SOURCE MATERIAL
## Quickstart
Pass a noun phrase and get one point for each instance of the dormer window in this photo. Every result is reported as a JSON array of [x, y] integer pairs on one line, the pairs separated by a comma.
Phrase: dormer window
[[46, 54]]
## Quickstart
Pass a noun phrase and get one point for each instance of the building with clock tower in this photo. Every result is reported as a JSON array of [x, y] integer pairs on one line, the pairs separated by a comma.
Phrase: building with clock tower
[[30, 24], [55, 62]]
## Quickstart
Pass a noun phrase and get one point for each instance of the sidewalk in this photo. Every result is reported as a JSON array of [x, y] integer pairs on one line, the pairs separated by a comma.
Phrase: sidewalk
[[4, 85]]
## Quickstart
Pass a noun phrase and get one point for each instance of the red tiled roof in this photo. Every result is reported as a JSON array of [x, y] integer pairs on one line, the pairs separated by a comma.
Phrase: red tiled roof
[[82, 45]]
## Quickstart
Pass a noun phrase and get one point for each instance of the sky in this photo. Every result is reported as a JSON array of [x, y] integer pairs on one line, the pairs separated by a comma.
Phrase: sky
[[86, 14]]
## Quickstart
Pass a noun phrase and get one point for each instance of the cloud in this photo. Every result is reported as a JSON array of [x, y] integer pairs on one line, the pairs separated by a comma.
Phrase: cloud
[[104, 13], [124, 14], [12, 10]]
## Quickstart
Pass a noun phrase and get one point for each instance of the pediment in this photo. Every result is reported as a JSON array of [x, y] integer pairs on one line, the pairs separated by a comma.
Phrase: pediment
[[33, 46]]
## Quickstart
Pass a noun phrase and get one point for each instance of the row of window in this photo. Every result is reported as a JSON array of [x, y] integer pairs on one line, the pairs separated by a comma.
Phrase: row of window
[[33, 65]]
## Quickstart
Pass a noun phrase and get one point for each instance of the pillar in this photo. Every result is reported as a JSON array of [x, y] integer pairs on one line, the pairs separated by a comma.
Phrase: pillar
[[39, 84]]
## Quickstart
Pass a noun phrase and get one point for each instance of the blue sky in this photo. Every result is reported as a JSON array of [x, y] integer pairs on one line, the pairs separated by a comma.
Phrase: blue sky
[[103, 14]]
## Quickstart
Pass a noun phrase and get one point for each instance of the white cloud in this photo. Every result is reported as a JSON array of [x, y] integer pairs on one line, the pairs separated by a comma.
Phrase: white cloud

TO DO
Scan the entries above for the string "white" and copy each line that contains it.

ANSWER AREA
Pass a noun phrase and get one point for each instance of the white cloud in this photo. Every result is reported as a JSON array of [x, y] integer pairs on one line, the pairs separated by a comma.
Phrase: white cloud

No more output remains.